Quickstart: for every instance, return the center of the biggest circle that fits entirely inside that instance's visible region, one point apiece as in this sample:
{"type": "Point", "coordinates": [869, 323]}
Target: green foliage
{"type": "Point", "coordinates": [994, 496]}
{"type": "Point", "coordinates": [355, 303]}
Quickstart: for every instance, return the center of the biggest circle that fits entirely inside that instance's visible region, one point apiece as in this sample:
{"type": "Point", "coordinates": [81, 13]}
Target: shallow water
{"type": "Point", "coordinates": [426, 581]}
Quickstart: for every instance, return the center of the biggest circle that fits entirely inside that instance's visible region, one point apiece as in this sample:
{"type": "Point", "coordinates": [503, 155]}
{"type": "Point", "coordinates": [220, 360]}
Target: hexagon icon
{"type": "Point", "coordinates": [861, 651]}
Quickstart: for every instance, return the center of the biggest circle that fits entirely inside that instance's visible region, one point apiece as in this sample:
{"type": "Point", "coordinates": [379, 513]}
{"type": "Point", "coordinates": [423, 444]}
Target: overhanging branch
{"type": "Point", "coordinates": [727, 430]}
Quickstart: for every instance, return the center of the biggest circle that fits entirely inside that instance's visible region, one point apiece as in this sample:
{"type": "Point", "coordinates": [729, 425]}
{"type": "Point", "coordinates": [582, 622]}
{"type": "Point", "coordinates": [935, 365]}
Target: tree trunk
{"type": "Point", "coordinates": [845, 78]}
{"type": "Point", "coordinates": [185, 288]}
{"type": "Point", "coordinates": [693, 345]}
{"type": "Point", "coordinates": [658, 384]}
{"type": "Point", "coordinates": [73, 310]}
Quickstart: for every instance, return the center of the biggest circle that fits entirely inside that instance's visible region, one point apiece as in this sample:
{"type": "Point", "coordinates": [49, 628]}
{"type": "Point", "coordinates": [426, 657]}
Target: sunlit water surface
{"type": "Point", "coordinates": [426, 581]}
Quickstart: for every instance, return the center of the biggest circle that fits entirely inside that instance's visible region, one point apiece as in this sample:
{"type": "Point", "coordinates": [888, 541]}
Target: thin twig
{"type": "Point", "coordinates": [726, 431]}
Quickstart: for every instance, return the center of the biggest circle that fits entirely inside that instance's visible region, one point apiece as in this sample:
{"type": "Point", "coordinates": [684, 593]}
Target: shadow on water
* * * * *
_BRIEF_
Copy out the records in full, matching every line character for character.

_WRITTEN RESPONSE_
Quickstart: for every instance, return the center of the biggest circle that fits entirely inside that instance's visible region, one point apiece as in this sample:
{"type": "Point", "coordinates": [869, 323]}
Target: green foliage
{"type": "Point", "coordinates": [994, 496]}
{"type": "Point", "coordinates": [355, 303]}
Quickstart: for every instance, return the center of the biggest circle that fits entirely inside that instance's visible region, one point apiece as in this sample:
{"type": "Point", "coordinates": [81, 13]}
Target: shallow water
{"type": "Point", "coordinates": [426, 581]}
Quickstart: for every instance, return the center of the biggest circle that fits entirely inside that instance's visible region, one point apiece as in this sample:
{"type": "Point", "coordinates": [503, 155]}
{"type": "Point", "coordinates": [220, 360]}
Target: hexagon icon
{"type": "Point", "coordinates": [861, 651]}
Quickstart: for every instance, return the center of the biggest circle that fits entirely inside that instance's visible region, one point apiece as in this sample:
{"type": "Point", "coordinates": [379, 513]}
{"type": "Point", "coordinates": [423, 444]}
Target: overhanging branch
{"type": "Point", "coordinates": [727, 430]}
Quickstart: for every instance, return the center of the biggest circle that fits entirely inside that instance's visible region, one point apiece as in this sample:
{"type": "Point", "coordinates": [729, 425]}
{"type": "Point", "coordinates": [582, 622]}
{"type": "Point", "coordinates": [935, 365]}
Target: tree trunk
{"type": "Point", "coordinates": [845, 78]}
{"type": "Point", "coordinates": [185, 288]}
{"type": "Point", "coordinates": [693, 345]}
{"type": "Point", "coordinates": [658, 384]}
{"type": "Point", "coordinates": [73, 310]}
Quickstart: for every instance, return the center of the biggest circle that fits entirely inside that instance's visible region, one point apiece as in this sample:
{"type": "Point", "coordinates": [49, 628]}
{"type": "Point", "coordinates": [426, 657]}
Target: sunlit water surface
{"type": "Point", "coordinates": [426, 581]}
Quickstart: for every instance, return the center of the biggest circle that fits entirely inside that instance's visible region, one point apiece as in this sample:
{"type": "Point", "coordinates": [888, 541]}
Target: thin twig
{"type": "Point", "coordinates": [726, 431]}
Quickstart: for every instance, return the center of the biggest circle that fits entirely inside that instance's visible region, one point apiece as in this sample:
{"type": "Point", "coordinates": [684, 593]}
Target: shadow on water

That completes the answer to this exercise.